Dataset entries
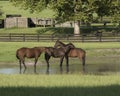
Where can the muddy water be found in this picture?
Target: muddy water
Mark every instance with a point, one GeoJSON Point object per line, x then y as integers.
{"type": "Point", "coordinates": [73, 68]}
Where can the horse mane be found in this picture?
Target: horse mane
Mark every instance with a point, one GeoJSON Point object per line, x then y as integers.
{"type": "Point", "coordinates": [60, 42]}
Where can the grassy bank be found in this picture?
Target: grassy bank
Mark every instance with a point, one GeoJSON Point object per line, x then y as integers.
{"type": "Point", "coordinates": [59, 85]}
{"type": "Point", "coordinates": [8, 8]}
{"type": "Point", "coordinates": [94, 50]}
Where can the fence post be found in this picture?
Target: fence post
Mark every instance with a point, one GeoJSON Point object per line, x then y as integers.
{"type": "Point", "coordinates": [100, 38]}
{"type": "Point", "coordinates": [82, 38]}
{"type": "Point", "coordinates": [10, 36]}
{"type": "Point", "coordinates": [38, 37]}
{"type": "Point", "coordinates": [23, 37]}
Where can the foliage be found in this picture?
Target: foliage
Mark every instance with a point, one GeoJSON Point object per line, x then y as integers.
{"type": "Point", "coordinates": [1, 11]}
{"type": "Point", "coordinates": [59, 85]}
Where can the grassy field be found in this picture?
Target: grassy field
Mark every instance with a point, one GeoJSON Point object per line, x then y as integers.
{"type": "Point", "coordinates": [8, 49]}
{"type": "Point", "coordinates": [59, 85]}
{"type": "Point", "coordinates": [8, 8]}
{"type": "Point", "coordinates": [97, 53]}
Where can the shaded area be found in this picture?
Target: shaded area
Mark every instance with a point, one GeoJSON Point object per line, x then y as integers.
{"type": "Point", "coordinates": [56, 30]}
{"type": "Point", "coordinates": [111, 90]}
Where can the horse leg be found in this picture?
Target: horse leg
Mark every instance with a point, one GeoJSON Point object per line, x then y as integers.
{"type": "Point", "coordinates": [36, 59]}
{"type": "Point", "coordinates": [47, 57]}
{"type": "Point", "coordinates": [67, 63]}
{"type": "Point", "coordinates": [20, 65]}
{"type": "Point", "coordinates": [23, 61]}
{"type": "Point", "coordinates": [83, 63]}
{"type": "Point", "coordinates": [61, 61]}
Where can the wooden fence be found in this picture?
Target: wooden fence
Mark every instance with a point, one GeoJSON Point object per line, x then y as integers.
{"type": "Point", "coordinates": [15, 37]}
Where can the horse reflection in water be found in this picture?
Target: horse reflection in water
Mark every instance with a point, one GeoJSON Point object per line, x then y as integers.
{"type": "Point", "coordinates": [58, 53]}
{"type": "Point", "coordinates": [29, 53]}
{"type": "Point", "coordinates": [37, 51]}
{"type": "Point", "coordinates": [74, 52]}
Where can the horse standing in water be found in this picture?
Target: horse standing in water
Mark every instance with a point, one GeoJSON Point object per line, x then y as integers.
{"type": "Point", "coordinates": [58, 53]}
{"type": "Point", "coordinates": [29, 53]}
{"type": "Point", "coordinates": [74, 52]}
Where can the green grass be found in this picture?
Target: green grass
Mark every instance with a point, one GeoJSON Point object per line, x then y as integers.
{"type": "Point", "coordinates": [8, 49]}
{"type": "Point", "coordinates": [8, 8]}
{"type": "Point", "coordinates": [59, 85]}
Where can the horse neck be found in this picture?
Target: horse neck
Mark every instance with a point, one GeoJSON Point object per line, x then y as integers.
{"type": "Point", "coordinates": [42, 49]}
{"type": "Point", "coordinates": [62, 44]}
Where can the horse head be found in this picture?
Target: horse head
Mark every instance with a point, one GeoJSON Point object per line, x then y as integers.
{"type": "Point", "coordinates": [58, 43]}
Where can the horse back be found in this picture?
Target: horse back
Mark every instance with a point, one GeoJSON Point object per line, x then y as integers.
{"type": "Point", "coordinates": [76, 52]}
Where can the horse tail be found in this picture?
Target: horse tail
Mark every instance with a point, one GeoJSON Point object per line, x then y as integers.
{"type": "Point", "coordinates": [17, 54]}
{"type": "Point", "coordinates": [83, 61]}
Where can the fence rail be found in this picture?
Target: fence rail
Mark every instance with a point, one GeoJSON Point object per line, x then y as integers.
{"type": "Point", "coordinates": [16, 37]}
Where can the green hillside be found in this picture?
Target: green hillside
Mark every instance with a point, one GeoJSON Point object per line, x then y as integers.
{"type": "Point", "coordinates": [8, 8]}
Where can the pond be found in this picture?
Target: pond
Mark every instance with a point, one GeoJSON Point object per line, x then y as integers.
{"type": "Point", "coordinates": [73, 68]}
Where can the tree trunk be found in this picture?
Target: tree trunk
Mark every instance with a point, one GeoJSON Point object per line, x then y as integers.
{"type": "Point", "coordinates": [77, 27]}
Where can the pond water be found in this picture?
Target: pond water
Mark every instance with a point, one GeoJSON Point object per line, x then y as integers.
{"type": "Point", "coordinates": [73, 68]}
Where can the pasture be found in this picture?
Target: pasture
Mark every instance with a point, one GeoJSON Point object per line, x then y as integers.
{"type": "Point", "coordinates": [103, 82]}
{"type": "Point", "coordinates": [59, 85]}
{"type": "Point", "coordinates": [103, 56]}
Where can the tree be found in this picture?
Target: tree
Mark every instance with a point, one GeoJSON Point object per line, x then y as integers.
{"type": "Point", "coordinates": [67, 10]}
{"type": "Point", "coordinates": [1, 12]}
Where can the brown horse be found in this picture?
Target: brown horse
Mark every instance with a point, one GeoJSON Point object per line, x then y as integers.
{"type": "Point", "coordinates": [57, 53]}
{"type": "Point", "coordinates": [29, 53]}
{"type": "Point", "coordinates": [74, 52]}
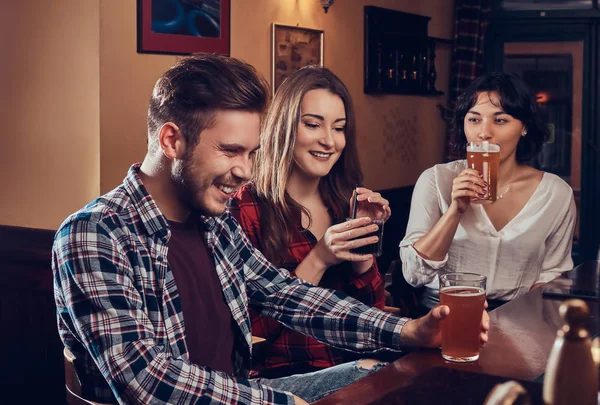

INSTRUCTIONS TO FOLLOW: What is asked for is an exact copy of the lines above from the one containing "Where can the horse neck" through the one containing "Target: horse head", and only those.

YOUR SOLUTION:
Where can the horse neck be found in this picture?
Target: horse neck
Mark every instance with a point, one GeoJSON Point object per line, x then y as integers.
{"type": "Point", "coordinates": [42, 49]}
{"type": "Point", "coordinates": [62, 44]}
Where can the horse head be found in this picture?
Target: horse head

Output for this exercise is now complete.